Por Tiago Gomes e Carla Guttilla Lacerda [1]
O artigo 18-A da Lei Pelé, introduzido em 2013, é uma das maiores conquistas para a melhoria da governança das entidades que compõem o chamado Sistema Nacional do Desporto, que incluem os Comitês Olímpico e Paraolímpico; as confederações e federações desportivas; as ligas nacionais e regionais; as entidades de prática desportiva e os Comitês Brasileiros de Clubes e de Clubes Paraolímpicos.
Fruto de um primoroso trabalho de advocacy de atletas e associações preocupados com a melhoria dos padrões éticos do esporte nacional, o texto é também cuidadoso o bastante para gerar um tremendo incentivo para que essas entidades adotem melhores práticas de governança, sem, com isso, desrespeitar a autonomia organizativa assegurada pelo artigo 217, inciso I, da Constituição Federal.

O que fazer
A. Reescreva o trecho sobre a Lei Pelé entre "Fruto de um" e "da Constituição Federal.", inclusive, pondo "forte" no lugar de "tremendo".
B. Escreva a continuação do trecho sobre o artigo 18-A da Lei Pelé a partir da última frase.

Bloco de dados
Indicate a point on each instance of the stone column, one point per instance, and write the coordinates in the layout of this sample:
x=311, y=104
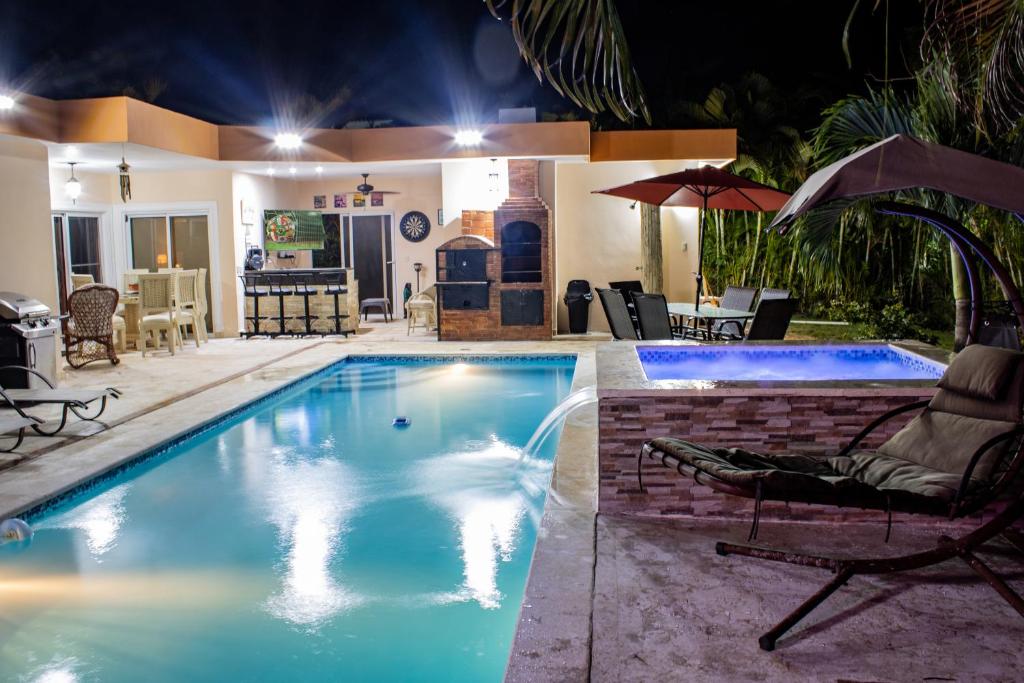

Respostas
A.
Fruto de um primoroso trabalho de advocacy de atletas e associações preocupados com a melhoria dos padrões éticos do esporte nacional, o texto é também cuidadoso o bastante para gerar um forte incentivo para que essas entidades adotem melhores práticas de governança, sem, com isso, desrespeitar a autonomia organizativa assegurada pelo artigo 217, inciso I, da Constituição Federal.

B.
Faz isso de maneira quase graciosa: entidades desportivas organizem-se da forma que bem entenderem. Mas somente poderão receber recursos da administração pública federal direta e indireta (que segundo dados do TCU – TC 021.654/2014-0 – representou entre 70% e 80% do total de financiamento do esporte olímpico brasileiro entre os anos de 2010 e 2016), se adotarem princípios elementares de governança.
Como exemplos desses princípios de governança estão a alternância de poder; a destinação criteriosa de recursos; a transparência na gestão e adoção de boas práticas contábeis; e a tomada de medidas que assegurem maior participação e representatividade nos processos eleitorais para os seus órgãos de administração e fiscalização.
No entanto, neste momento, a interpretação sobre a aplicação intertemporal de uma dessas regras, a saber, a exigência contida no inciso I do artigo 18-A, que estabelece que o presidente ou dirigente máximo das entidades desportivas tenham o mandato de até 4 (quatro) anos, permitida uma única recondução, tem gerado alguma polêmica.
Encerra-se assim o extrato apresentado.